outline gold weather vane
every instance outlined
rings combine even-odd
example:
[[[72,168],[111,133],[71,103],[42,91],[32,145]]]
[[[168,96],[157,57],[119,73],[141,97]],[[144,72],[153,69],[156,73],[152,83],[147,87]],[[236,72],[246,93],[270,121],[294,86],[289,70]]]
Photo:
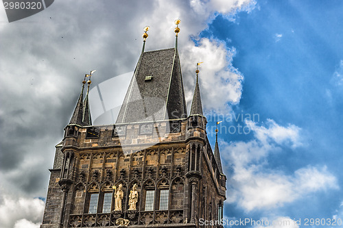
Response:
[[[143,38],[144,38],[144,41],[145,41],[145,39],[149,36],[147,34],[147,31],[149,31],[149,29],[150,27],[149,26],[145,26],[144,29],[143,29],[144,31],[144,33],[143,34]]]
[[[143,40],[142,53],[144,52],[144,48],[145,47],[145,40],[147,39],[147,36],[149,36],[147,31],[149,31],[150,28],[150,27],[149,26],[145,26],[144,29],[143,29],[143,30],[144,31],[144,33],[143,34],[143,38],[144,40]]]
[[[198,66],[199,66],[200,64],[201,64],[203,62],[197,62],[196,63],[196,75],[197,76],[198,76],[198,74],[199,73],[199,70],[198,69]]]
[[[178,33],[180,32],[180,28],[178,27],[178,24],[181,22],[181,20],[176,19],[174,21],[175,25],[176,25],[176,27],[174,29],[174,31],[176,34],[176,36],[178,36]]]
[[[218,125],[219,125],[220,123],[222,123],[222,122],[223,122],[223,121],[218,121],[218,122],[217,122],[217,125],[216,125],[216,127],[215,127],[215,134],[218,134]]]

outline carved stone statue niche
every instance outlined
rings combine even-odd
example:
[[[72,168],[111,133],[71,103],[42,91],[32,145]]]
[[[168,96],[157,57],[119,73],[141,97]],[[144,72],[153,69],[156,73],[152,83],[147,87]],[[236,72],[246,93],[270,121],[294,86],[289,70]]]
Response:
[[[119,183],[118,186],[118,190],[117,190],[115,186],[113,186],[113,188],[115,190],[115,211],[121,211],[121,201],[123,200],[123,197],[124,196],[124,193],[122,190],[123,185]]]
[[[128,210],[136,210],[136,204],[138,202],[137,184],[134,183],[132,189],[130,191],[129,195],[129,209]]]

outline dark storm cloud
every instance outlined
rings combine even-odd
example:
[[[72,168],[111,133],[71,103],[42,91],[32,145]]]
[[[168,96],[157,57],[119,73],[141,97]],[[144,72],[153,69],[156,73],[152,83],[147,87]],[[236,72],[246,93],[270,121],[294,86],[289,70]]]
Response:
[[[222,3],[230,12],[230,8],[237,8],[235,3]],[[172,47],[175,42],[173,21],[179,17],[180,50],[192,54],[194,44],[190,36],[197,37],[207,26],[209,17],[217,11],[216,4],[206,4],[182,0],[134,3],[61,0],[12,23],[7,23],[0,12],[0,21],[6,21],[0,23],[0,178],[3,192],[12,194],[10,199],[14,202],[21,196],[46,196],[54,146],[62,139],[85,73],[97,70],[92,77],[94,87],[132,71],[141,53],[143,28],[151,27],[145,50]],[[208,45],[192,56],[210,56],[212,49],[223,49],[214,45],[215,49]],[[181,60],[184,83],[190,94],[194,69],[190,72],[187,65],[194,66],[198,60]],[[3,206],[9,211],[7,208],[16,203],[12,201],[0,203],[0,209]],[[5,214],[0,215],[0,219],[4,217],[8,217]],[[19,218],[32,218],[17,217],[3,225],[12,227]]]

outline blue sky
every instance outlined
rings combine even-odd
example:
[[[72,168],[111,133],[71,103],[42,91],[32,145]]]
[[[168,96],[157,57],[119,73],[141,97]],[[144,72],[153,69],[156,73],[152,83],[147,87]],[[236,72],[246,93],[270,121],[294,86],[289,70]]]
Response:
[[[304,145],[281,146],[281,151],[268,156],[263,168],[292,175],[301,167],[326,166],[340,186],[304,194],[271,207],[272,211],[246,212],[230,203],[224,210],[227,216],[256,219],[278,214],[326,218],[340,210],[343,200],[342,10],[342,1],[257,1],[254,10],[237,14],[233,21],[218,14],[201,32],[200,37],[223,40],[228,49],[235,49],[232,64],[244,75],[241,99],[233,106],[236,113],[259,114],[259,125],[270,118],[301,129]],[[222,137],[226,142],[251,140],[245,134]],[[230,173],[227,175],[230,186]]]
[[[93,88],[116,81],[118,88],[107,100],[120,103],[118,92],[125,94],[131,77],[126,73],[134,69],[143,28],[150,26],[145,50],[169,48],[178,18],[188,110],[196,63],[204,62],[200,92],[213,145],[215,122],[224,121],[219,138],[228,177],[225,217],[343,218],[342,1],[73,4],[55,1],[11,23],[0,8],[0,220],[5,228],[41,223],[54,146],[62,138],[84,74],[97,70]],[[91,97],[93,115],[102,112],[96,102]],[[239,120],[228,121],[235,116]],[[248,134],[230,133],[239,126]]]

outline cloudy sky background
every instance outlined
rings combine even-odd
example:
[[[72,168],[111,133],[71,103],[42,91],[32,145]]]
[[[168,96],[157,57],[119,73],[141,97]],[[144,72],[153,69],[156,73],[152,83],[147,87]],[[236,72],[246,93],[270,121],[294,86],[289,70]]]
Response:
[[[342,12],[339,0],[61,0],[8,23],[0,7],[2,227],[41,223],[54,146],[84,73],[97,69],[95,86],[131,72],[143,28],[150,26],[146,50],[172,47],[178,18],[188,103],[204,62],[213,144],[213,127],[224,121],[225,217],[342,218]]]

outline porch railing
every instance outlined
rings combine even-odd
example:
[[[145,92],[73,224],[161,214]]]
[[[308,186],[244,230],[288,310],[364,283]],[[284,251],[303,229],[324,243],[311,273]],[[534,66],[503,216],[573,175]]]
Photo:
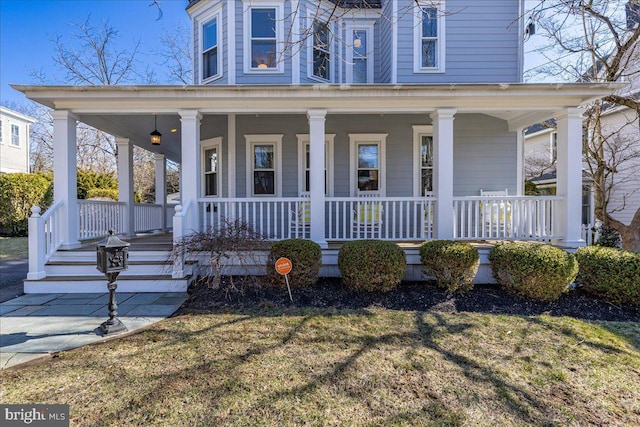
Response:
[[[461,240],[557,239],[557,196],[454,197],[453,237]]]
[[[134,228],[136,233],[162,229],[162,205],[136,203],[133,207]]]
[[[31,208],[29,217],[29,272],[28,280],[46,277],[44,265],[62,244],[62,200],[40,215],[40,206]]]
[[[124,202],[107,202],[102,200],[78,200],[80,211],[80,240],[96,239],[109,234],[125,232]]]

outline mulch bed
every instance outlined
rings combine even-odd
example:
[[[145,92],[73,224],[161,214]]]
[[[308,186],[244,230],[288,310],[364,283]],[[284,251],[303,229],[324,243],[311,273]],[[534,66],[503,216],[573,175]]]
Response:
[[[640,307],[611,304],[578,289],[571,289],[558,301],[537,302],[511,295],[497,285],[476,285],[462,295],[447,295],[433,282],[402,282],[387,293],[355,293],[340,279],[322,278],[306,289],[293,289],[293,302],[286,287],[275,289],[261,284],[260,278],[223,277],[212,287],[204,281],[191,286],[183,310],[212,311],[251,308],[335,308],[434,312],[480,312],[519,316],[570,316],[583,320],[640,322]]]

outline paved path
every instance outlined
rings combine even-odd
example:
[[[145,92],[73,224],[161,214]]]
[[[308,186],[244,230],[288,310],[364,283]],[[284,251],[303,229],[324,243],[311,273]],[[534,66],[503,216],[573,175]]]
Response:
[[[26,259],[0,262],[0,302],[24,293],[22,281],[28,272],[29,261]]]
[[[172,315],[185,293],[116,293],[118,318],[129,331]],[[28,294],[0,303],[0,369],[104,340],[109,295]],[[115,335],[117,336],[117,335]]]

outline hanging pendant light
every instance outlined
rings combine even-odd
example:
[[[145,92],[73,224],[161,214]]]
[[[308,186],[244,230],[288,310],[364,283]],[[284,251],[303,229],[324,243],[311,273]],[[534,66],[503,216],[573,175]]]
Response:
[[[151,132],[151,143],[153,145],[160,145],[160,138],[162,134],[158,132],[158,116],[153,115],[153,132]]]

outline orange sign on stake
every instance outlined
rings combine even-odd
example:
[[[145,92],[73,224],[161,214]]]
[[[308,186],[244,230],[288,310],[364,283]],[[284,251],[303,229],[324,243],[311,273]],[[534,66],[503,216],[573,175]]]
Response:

══════════════════════════════

Give back all of the data with every "even-odd" swapped for "nonzero" and every other line left unchanged, but leave out the pictures.

Expected output:
outline gold weather vane
every instance outlined
rings combine nonzero
example:
[[[72,168],[111,133],[71,103],[42,91],[32,145]]]
[[[168,96],[157,57],[119,73],[141,97]],[[144,72],[153,69],[156,73],[152,83],[147,87]],[[236,72],[246,93],[270,121],[294,86],[289,70]]]
Photo:
Response:
[[[143,38],[144,38],[144,41],[145,41],[145,39],[149,36],[147,34],[147,31],[149,31],[149,29],[150,27],[149,26],[145,26],[144,29],[143,29],[144,31],[144,33],[143,34]]]
[[[143,40],[142,53],[144,52],[144,48],[145,47],[145,40],[147,39],[147,36],[149,36],[147,31],[149,31],[150,28],[150,27],[149,26],[145,26],[144,29],[143,29],[143,30],[144,31],[144,33],[143,34],[143,38],[144,40]]]
[[[198,66],[199,66],[200,64],[201,64],[203,62],[197,62],[196,63],[196,75],[197,76],[198,76],[198,74],[199,73],[199,70],[198,69]]]
[[[178,33],[180,32],[180,28],[178,27],[178,24],[181,22],[181,20],[176,19],[174,21],[175,25],[176,25],[176,27],[174,29],[174,31],[176,34],[176,36],[178,36]]]
[[[218,125],[219,125],[220,123],[222,123],[222,122],[223,122],[223,121],[218,121],[218,122],[217,122],[217,125],[216,125],[216,127],[215,127],[215,134],[218,134]]]

outline carved stone statue niche
every instance outlined
rings combine nonzero
example:
[[[72,168],[111,133],[71,103],[42,91],[32,145]]]
[[[168,96],[157,57],[119,73],[141,97]],[[144,72],[153,69],[156,73],[152,83],[147,87]],[[236,72],[246,93],[270,121],[294,86],[289,70]]]
Response:
[[[119,183],[118,186],[118,190],[117,190],[115,186],[113,186],[113,188],[115,190],[115,211],[121,211],[121,201],[123,200],[123,197],[124,196],[124,193],[122,190],[123,185]]]
[[[128,210],[136,210],[136,204],[138,202],[137,184],[134,183],[132,189],[130,191],[129,195],[129,209]]]

outline dark storm cloud
every instance outlined
rings combine nonzero
example:
[[[72,168],[111,133],[71,103],[42,91],[32,145]]]
[[[168,96],[157,57],[119,73],[141,97]],[[144,72],[153,69],[156,73],[152,83],[147,87]],[[236,72],[246,93],[270,121],[294,86],[289,70]]]
Response:
[[[222,3],[230,12],[230,8],[237,8],[235,3]],[[172,47],[175,42],[173,21],[179,17],[180,50],[192,54],[194,44],[190,36],[197,37],[207,26],[209,17],[217,11],[216,4],[206,4],[182,0],[134,3],[61,0],[12,23],[7,23],[0,12],[0,21],[6,21],[0,23],[0,178],[3,192],[12,194],[10,199],[14,202],[21,196],[46,196],[54,146],[62,139],[85,73],[97,70],[92,77],[94,87],[132,71],[141,53],[143,28],[151,27],[145,50]],[[208,45],[192,56],[210,56],[212,49],[223,49],[214,45],[215,49]],[[181,60],[184,83],[190,94],[194,69],[190,72],[187,65],[194,66],[198,60]],[[3,206],[9,211],[7,208],[16,203],[12,201],[0,203],[0,209]],[[5,214],[0,215],[0,219],[4,217],[8,217]],[[19,218],[32,218],[17,217],[3,225],[12,227]]]

outline blue sky
every instance outlined
rings combine nonzero
example:
[[[72,168],[111,133],[71,103],[42,91],[32,145]]]
[[[168,96],[157,57],[119,73],[141,97]],[[144,72],[153,69],[156,73],[152,83],[147,87]],[[236,72],[246,93],[270,121],[294,86],[289,70]]]
Response:
[[[304,145],[281,146],[281,151],[268,156],[263,168],[292,175],[301,167],[326,166],[340,186],[304,194],[271,207],[272,211],[246,212],[230,203],[224,210],[227,216],[256,219],[278,214],[326,218],[340,210],[343,200],[342,10],[342,1],[257,1],[254,10],[237,14],[233,21],[218,14],[201,32],[200,37],[223,40],[228,49],[235,49],[232,64],[244,75],[241,99],[233,106],[236,113],[259,114],[259,125],[270,118],[301,129]],[[222,137],[226,142],[251,140],[245,134]],[[230,173],[227,175],[230,186]]]
[[[93,88],[116,81],[118,88],[107,100],[120,103],[118,92],[125,94],[131,77],[126,73],[134,69],[143,28],[150,26],[145,50],[169,48],[178,18],[188,110],[196,63],[204,62],[200,92],[213,145],[215,122],[224,121],[219,138],[228,177],[225,217],[343,218],[342,1],[73,4],[55,1],[11,23],[0,8],[0,220],[5,228],[41,223],[54,146],[62,138],[84,74],[97,70]],[[91,97],[93,115],[102,112],[96,102]],[[239,120],[228,121],[235,116]],[[248,134],[230,133],[239,126]]]

outline cloudy sky background
every instance outlined
rings combine nonzero
example:
[[[72,168],[111,133],[71,103],[42,91],[32,145]]]
[[[168,96],[157,57],[119,73],[141,97]],[[144,72],[153,69],[156,73],[152,83],[147,87]],[[236,72],[246,93],[270,121],[294,86],[289,70]]]
Response:
[[[342,12],[339,0],[61,0],[8,23],[0,7],[2,227],[41,223],[54,146],[84,73],[97,69],[95,86],[131,72],[143,28],[150,26],[146,50],[172,47],[178,18],[188,103],[204,62],[213,144],[213,127],[224,121],[225,217],[342,218]]]

outline porch railing
every instance outlined
rings combine nonzero
example:
[[[145,92],[73,224],[161,214]]]
[[[308,186],[244,230],[288,310],[364,283]],[[284,251],[303,229],[324,243],[311,273]],[[534,66],[503,216],[573,175]]]
Photo:
Response:
[[[461,240],[557,239],[557,196],[454,197],[453,237]]]
[[[134,228],[136,233],[162,229],[162,205],[136,203],[133,207]]]
[[[31,208],[29,217],[29,272],[28,280],[46,277],[44,265],[62,244],[62,200],[40,215],[40,206]]]
[[[124,202],[107,202],[102,200],[78,200],[80,211],[80,240],[96,239],[109,234],[125,232]]]

outline mulch bed
every instance outlined
rings combine nonzero
example:
[[[145,92],[73,224],[161,214]]]
[[[308,186],[244,230],[288,310],[364,283]],[[284,251],[303,229],[324,243],[311,273]],[[534,66],[503,216],[573,175]]]
Response:
[[[640,307],[611,304],[578,289],[571,289],[558,301],[537,302],[511,295],[497,285],[476,285],[462,295],[447,295],[433,282],[402,282],[387,293],[355,293],[340,279],[322,278],[306,289],[293,289],[293,302],[286,287],[275,289],[261,284],[260,278],[223,277],[212,287],[204,281],[191,286],[183,310],[212,311],[251,308],[335,308],[434,312],[480,312],[519,316],[570,316],[583,320],[640,322]]]

outline paved path
every instance outlined
rings combine nonzero
example:
[[[145,92],[73,224],[161,214]]]
[[[308,186],[244,230],[288,310],[364,283]],[[284,251],[303,229],[324,243],[311,273]],[[534,66],[503,216],[573,175]]]
Response:
[[[26,259],[0,262],[0,302],[24,293],[22,281],[28,272],[29,261]]]
[[[172,315],[185,293],[116,293],[118,318],[129,331]],[[28,294],[0,303],[0,369],[104,340],[109,295]],[[115,335],[117,336],[117,335]]]

outline hanging pendant light
every instance outlined
rings combine nonzero
example:
[[[145,92],[73,224],[161,214]]]
[[[308,186],[244,230],[288,310],[364,283]],[[284,251],[303,229],[324,243],[311,273]],[[534,66],[503,216],[573,175]]]
Response:
[[[151,132],[151,143],[153,145],[160,145],[160,138],[162,134],[158,132],[158,116],[153,115],[153,132]]]

outline orange sign on stake
every instance outlined
rings combine nonzero
example:
[[[145,92],[73,224],[161,214]]]
[[[308,186],[244,230],[288,310],[364,283]],[[284,251],[303,229],[324,243],[311,273]],[[534,66],[503,216],[573,175]]]
Response:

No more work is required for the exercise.